____ Lignes d'entrée

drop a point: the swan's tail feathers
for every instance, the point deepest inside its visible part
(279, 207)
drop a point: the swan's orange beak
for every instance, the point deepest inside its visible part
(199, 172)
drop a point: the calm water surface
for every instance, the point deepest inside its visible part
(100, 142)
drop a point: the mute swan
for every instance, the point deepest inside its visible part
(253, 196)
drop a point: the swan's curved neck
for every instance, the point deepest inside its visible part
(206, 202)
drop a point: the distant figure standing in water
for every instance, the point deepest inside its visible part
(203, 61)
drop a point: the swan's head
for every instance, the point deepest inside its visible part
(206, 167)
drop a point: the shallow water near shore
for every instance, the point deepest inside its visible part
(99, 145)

________
____ Lignes d'entrée

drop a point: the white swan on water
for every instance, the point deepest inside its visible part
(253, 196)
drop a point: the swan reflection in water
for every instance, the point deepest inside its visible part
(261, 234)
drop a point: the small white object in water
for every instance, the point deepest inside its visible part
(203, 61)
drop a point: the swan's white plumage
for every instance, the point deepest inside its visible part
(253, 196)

________

| Travail demandé |
Quelles lignes du matériel ci-dessus contiennent la chaîne « swan », en tenant compte de la casse ? Relevez-les toutes intégralement.

| Solution proposée |
drop a point: the swan's tail feathers
drop a point: the swan's orange beak
drop a point: the mute swan
drop a point: the swan's curved neck
drop a point: the swan's head
drop a point: the white swan on water
drop a point: the swan reflection in water
drop a point: the swan's white plumage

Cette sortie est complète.